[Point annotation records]
========

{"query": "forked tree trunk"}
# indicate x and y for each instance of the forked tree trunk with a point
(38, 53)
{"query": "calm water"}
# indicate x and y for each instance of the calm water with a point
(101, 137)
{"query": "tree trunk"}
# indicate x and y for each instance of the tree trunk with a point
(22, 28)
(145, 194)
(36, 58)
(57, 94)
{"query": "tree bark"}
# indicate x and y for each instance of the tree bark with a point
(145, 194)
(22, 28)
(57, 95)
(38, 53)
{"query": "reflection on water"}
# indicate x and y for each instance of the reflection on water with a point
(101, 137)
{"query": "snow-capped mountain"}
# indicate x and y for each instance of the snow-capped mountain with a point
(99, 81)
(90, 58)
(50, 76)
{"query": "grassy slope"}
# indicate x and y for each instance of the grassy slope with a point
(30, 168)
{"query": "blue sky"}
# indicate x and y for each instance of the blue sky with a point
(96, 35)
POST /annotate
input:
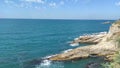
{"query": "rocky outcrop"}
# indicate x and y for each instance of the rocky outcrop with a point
(90, 38)
(107, 46)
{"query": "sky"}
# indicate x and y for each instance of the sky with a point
(60, 9)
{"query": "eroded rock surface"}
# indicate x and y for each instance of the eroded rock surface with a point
(107, 46)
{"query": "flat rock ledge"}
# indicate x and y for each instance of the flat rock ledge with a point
(106, 47)
(89, 38)
(84, 52)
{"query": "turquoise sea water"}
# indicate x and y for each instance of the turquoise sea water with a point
(23, 42)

========

*YOUR OBJECTIVE*:
Copy verbatim the span that begins at the line containing "POST /annotate" and ends at the last line of the material, inclusive of both; exclude pictures.

*TASK RESPONSE*:
POST /annotate
input:
{"query": "rocky outcrop"}
# indicate x and y for each instance of the rocky outcrop with a point
(90, 38)
(107, 46)
{"query": "sky"}
# indicate x and y for each instance of the sky with a point
(60, 9)
{"query": "eroded rock surface"}
# indicate x and y for each instance of the eroded rock surface with a point
(107, 46)
{"query": "flat rock ledge"}
# indicate x and y for each instance of the flat rock ledge with a point
(106, 47)
(89, 38)
(84, 52)
{"query": "turquoise sea water"}
# indicate x and y for each instance of the turquoise sea water with a point
(23, 42)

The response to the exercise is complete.